_TASK BRIEF:_
Search the entries below for the line containing "Target: building window"; from there to the end, return every line exactly and add nothing.
*** Begin section ***
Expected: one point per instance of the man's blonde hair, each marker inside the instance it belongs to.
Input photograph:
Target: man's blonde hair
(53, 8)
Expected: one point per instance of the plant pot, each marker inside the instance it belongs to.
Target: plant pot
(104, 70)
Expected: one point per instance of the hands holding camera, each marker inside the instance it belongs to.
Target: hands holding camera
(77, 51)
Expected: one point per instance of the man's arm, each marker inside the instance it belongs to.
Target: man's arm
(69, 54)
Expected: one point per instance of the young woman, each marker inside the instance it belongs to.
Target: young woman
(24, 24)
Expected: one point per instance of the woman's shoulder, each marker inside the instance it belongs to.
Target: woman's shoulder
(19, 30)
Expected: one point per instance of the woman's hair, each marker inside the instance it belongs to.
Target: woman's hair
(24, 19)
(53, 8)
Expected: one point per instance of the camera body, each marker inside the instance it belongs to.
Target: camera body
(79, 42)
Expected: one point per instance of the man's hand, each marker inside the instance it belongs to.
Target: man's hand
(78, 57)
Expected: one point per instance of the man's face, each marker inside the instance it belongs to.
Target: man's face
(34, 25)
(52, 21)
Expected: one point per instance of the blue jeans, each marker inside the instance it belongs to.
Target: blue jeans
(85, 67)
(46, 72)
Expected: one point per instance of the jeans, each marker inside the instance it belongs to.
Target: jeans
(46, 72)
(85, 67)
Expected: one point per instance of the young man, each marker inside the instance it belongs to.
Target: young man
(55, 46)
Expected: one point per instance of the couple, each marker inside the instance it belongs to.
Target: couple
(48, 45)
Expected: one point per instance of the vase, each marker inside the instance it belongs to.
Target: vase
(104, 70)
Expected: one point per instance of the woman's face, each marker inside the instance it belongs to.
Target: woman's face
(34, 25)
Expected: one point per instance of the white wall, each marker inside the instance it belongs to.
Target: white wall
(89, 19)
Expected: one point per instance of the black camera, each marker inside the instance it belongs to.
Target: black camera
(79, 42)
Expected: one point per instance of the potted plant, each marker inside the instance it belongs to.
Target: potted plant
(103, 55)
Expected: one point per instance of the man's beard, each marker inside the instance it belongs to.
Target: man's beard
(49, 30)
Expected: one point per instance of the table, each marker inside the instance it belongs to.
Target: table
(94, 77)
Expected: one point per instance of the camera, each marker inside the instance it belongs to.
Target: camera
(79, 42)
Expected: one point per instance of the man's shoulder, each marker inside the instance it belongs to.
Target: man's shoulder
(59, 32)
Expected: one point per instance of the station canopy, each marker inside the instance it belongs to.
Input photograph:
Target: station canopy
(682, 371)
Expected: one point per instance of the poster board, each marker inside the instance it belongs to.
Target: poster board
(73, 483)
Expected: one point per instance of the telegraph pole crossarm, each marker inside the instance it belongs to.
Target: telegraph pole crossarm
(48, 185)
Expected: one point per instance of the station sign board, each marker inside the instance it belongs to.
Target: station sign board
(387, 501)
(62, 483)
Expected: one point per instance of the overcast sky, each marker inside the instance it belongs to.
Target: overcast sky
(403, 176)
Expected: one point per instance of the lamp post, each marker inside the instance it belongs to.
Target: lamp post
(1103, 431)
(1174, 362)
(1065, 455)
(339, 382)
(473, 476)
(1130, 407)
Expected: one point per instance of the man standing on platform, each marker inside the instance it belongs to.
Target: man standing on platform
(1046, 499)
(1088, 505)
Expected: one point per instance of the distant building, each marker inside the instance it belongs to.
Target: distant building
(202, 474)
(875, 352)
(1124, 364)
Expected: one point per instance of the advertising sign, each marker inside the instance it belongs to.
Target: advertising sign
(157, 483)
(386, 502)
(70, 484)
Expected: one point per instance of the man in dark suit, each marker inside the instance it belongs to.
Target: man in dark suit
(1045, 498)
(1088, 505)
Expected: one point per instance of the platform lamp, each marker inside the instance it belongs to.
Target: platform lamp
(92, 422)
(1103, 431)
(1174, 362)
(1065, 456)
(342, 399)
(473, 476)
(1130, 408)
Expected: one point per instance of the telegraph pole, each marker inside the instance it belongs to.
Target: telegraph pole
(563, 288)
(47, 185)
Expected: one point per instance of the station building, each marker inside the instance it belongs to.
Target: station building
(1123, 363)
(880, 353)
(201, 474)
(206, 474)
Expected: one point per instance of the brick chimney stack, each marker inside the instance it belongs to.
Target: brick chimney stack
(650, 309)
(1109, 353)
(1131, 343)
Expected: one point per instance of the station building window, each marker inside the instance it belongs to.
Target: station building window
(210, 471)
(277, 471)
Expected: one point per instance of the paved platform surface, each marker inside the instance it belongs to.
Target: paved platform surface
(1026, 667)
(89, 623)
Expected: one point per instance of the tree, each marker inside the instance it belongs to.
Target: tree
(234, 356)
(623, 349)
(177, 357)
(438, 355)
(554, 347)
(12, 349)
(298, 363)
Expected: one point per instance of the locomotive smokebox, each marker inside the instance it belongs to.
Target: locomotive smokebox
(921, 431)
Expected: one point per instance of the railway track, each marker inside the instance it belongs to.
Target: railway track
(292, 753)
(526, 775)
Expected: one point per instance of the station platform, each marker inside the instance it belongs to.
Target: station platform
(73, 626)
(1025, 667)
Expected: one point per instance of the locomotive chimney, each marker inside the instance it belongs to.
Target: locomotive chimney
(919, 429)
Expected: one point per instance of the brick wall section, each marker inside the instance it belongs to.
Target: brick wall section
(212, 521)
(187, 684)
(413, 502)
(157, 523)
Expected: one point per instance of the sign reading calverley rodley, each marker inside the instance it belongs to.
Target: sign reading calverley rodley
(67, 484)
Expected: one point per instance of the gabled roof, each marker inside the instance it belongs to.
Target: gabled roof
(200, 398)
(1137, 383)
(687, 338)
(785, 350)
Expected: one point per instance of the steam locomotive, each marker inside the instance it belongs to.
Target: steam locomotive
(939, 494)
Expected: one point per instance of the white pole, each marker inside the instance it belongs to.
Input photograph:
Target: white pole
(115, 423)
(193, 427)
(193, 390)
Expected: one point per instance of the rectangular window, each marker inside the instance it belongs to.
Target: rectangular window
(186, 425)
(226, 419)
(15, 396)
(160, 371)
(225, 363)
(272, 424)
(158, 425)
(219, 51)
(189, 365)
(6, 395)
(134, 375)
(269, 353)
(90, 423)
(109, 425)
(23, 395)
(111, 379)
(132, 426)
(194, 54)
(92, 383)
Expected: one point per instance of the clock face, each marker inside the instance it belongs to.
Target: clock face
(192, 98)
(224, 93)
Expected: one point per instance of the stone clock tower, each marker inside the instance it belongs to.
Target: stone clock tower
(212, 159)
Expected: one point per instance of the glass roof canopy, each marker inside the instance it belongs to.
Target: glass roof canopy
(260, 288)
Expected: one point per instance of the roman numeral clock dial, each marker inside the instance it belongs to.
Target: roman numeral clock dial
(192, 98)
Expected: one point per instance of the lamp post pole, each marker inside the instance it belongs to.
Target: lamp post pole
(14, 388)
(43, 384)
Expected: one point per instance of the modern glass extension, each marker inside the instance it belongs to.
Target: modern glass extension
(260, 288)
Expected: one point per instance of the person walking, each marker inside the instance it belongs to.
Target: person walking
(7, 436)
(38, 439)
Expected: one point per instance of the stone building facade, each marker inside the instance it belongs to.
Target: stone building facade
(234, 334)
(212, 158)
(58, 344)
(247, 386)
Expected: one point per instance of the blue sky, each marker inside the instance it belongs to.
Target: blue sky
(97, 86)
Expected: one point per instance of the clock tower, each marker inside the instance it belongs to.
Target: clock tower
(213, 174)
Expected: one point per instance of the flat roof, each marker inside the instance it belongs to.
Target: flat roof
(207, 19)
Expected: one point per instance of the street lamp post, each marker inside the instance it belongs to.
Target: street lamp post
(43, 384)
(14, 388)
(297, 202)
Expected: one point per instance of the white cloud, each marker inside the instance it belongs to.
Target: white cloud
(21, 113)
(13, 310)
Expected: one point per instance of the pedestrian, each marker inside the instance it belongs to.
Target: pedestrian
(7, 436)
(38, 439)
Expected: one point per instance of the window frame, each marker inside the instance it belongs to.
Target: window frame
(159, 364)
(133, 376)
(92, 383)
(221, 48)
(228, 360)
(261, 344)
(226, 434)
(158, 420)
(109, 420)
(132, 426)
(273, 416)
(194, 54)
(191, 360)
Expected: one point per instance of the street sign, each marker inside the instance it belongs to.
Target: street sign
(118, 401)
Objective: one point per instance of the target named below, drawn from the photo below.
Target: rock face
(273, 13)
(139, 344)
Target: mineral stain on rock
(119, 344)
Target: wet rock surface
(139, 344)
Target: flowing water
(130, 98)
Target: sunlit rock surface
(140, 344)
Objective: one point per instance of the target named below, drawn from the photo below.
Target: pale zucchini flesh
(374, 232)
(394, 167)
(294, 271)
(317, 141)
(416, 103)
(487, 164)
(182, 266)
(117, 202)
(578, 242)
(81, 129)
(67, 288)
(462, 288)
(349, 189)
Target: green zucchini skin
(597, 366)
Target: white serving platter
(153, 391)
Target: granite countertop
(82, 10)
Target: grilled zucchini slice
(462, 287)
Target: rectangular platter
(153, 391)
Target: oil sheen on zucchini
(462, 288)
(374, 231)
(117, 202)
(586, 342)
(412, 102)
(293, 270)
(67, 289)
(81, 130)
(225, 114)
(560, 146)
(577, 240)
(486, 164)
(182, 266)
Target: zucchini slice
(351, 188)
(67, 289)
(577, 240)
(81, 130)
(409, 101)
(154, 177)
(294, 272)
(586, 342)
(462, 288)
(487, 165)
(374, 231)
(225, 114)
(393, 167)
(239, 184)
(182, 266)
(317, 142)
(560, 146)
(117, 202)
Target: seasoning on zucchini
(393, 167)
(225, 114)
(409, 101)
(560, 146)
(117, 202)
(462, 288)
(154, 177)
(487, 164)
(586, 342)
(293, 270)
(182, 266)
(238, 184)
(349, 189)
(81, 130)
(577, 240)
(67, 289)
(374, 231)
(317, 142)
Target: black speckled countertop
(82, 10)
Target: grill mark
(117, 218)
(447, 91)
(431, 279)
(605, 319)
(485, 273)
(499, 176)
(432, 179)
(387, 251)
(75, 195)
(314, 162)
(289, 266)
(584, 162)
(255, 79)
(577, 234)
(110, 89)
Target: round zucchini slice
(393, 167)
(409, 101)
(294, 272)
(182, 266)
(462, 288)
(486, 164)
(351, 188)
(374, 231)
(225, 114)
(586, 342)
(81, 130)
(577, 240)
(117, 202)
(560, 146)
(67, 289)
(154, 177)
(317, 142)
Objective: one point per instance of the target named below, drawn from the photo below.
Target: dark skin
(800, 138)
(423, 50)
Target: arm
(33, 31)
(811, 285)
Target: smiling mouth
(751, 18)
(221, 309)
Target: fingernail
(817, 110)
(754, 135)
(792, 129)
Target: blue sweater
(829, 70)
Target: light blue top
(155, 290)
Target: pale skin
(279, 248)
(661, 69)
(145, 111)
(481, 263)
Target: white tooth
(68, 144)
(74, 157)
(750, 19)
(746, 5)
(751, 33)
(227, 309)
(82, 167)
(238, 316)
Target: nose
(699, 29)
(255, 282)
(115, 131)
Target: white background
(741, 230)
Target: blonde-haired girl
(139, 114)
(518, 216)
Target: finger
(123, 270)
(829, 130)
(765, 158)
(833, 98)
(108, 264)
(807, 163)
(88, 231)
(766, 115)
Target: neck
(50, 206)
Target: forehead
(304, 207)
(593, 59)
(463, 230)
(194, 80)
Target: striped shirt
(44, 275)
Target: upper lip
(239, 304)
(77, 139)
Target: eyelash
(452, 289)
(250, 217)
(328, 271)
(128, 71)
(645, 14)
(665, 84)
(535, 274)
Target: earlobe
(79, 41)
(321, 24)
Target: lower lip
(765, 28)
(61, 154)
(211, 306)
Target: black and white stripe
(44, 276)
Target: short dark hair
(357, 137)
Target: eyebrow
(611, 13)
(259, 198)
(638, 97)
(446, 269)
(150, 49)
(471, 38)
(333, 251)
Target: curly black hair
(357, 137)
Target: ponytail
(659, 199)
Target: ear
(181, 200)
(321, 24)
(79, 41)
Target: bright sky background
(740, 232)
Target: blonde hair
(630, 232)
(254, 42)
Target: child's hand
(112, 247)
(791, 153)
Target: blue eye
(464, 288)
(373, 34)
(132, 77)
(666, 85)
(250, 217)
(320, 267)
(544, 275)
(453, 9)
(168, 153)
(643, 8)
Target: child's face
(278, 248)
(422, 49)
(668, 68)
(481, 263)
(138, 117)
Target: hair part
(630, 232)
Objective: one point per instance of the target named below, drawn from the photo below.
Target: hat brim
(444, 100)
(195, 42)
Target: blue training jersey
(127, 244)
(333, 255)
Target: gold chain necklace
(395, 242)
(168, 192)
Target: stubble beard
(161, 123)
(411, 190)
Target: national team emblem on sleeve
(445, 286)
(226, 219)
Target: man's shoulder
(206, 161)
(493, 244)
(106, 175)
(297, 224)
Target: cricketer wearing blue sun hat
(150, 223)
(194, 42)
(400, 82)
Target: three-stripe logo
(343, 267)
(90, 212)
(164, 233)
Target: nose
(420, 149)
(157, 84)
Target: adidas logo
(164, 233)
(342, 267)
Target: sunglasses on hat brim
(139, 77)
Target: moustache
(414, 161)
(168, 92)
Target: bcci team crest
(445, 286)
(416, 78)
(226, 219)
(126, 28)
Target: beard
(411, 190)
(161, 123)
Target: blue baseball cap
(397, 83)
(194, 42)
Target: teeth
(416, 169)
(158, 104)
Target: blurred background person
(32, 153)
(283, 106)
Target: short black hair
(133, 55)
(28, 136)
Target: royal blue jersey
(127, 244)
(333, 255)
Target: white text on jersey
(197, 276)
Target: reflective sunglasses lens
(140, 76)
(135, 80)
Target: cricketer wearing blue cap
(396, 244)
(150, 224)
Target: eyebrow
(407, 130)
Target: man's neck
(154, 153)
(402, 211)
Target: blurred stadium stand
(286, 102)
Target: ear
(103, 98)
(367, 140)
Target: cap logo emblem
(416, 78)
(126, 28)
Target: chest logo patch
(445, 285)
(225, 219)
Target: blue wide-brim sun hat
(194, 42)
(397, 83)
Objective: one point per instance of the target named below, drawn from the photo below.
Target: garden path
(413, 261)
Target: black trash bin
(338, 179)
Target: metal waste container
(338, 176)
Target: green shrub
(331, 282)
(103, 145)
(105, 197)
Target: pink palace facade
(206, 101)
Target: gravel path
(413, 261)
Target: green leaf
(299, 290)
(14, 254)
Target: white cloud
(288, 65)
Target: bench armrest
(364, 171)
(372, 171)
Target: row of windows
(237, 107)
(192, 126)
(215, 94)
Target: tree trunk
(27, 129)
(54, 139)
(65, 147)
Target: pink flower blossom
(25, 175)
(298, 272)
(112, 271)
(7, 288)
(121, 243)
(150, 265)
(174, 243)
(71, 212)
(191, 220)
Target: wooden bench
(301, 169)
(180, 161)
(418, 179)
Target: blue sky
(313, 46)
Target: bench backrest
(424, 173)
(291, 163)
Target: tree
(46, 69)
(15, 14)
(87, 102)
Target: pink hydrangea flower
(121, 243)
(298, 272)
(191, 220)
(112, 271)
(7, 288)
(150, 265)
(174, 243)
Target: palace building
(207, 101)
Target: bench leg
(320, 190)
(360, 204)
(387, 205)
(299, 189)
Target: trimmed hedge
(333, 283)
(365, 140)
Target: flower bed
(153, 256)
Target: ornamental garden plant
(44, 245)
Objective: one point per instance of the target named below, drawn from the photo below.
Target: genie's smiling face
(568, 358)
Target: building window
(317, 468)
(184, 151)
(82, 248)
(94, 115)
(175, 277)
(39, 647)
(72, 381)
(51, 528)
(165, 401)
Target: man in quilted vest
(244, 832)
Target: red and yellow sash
*** End section ***
_SOLUTION TO THIS TASK:_
Target: building window
(317, 468)
(184, 151)
(82, 248)
(94, 115)
(175, 277)
(39, 647)
(72, 381)
(51, 528)
(165, 401)
Target: man in quilted vest
(244, 832)
Target: red and yellow sash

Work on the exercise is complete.